(Provided text):
··········

Funny, right? But then you think of those pretzel shops that are everywhere, and the movie theaters with buckets of popcorn drenched in a yellow liquid vaguely butter-ish something, and the overall pungent queasy smell that pervades, and realize that Maggie is absolutely right.

The nose knows!

More Backstory: Writing Spider

Teachers often ask about “the writing process.” That’s an uncomfortable thing for me, since it seems fertile ground for pretentiousness. But to answer the question honestly, “my” writing process is the only one I can speak about with any author/ity. I can’t really talk about IT without dragging MYSELF into it. So apologies in advance if I come off as just another self-absorbed, belly-gazing ninny. I’m not, really. Honest. I mean it!

So in the interest of discussing “the” writing process, I have to talk about my own. When I began Along Came Spider, I started by sitting in on a fifth-grade classroom (previously discussed here). At one point, after a few months, I tried a different classroom of fourth-graders taught by Mary Martin at Glenmont Elementary. Now one of the things I love to do is look at everything hanging on the walls. I copy a lot of it down, word for word. One of the posters I found, evidently penned (markered?) by Mary, was this:

CREATING SOME SMILES

Say Something Nice to Someone

You look nice * Hello! * Thanks for your help * Way to go! * Nice day, isn’t it? * A-OK * Bravo! * Well done * You are awesome * Keep up the good work * Remarkable * You rock * I know you can do it * How are you? * Super * You’re the best * Cool!

Somewhere along the line I combined that poster with a specific character and a specific event. The character was Trey Cooper, a boy who struggled with social cues. I imagined what he might make of such a poster, how he might interpret it, find it helpful, or possibly confusing.

Then I remembered a moment in Chris Porter’s classroom, something I had scribbled about in my notebook weeks previously. This is exactly what I wrote on 2/2/07 while in that classroom, here in it’s crude form, lifted from a spiral notebook:

Here’s Ms. Porter getting the class’s attention for a social studies lesson. She’s explaining something when — whirrrrr — you can see the eyes spin in her head like the wheels of a slot machine. She stops and looks, there’s Lee , sharpening a pencil. Ms. Porter had a rule about that, and it made her crazy when it was broken. She gave her students a lot of freedom — they were fifth-graders after all, the crowned kings and queens of Erstwhile Elementary, and, in turn, Ms. Porter expected her students to behave maturely, to act further along the evolutionary spectrum than the chimpanzees they sometimes resembled.

··········

(Work item A):
In the piece about writing Along Came Spider, who taught the fourth-grade classroom at Glenmont Elementary?
(Work item B):
Continue the piece about writing Along Came Spider from the point where it stops.

··········

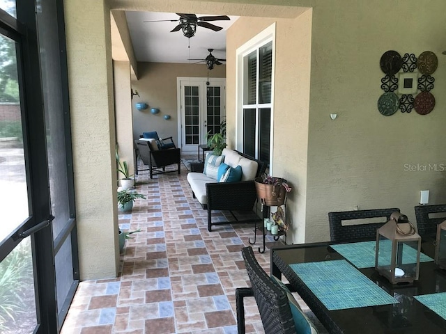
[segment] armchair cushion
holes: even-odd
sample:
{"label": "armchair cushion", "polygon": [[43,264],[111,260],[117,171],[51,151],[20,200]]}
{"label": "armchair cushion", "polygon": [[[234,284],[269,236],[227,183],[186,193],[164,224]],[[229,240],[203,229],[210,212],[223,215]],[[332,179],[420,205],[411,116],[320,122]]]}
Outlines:
{"label": "armchair cushion", "polygon": [[217,156],[208,154],[206,156],[206,161],[204,161],[204,170],[203,171],[203,173],[208,177],[217,181],[218,168],[224,160],[224,156],[223,155]]}

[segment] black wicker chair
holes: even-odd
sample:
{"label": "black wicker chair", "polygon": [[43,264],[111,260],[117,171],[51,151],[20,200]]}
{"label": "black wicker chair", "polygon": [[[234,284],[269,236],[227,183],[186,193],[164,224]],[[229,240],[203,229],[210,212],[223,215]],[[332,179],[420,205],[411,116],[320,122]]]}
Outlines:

··········

(Your response A):
Mary Martin

(Your response B):
Of course, none of that survived even the first draft of the book — except for the basic dynamic of the scene. Here’s how that scene actually concludes in the final version, Chapter Two, pp. 14-15. Note that I moved the point-of-view closer to the character (now named Trey, not Lee), and away from the adult teacher’s perspective:

Mrs. Wine was looking intently at him, hands on her hips, lips tight, like she was sucking on a Sour Patch Kid. The tips of her ears had gone bright red. Three rhyming words — hips, lips, and tips — all signaled Mrs. Wine’s unhappiness. Trey was getting better at figuring these things out. Hips, lips, tips. Hips, lips, tips.

“Are you finished?” she asked.

Trey thought for a moment, considering Mrs. Wine’s question. He decided that it was a trick question, one that he had better not answer (since, of course — obviously! — he was not finished, nowhere close, for he still had seven pencils to go). At the same time, she expected a response of some kind. Mrs. Wine stood looking at him, that sour expression still on her face, waiting for something.

Thinking of the poster, Trey blurted, “A-OK!”

“Excuse me?”

“Super!” Trey exclaimed, beaming.

“Please take your seat, Trey. We’ll discuss this later.”

“Mrs. Wine,” Trey answered, “you are awesome . . . and you rock!”

Strange, Trey thought as he made his way back to his seat. Mrs. Wine didn’t smile back.

Something must be wrong with that poster.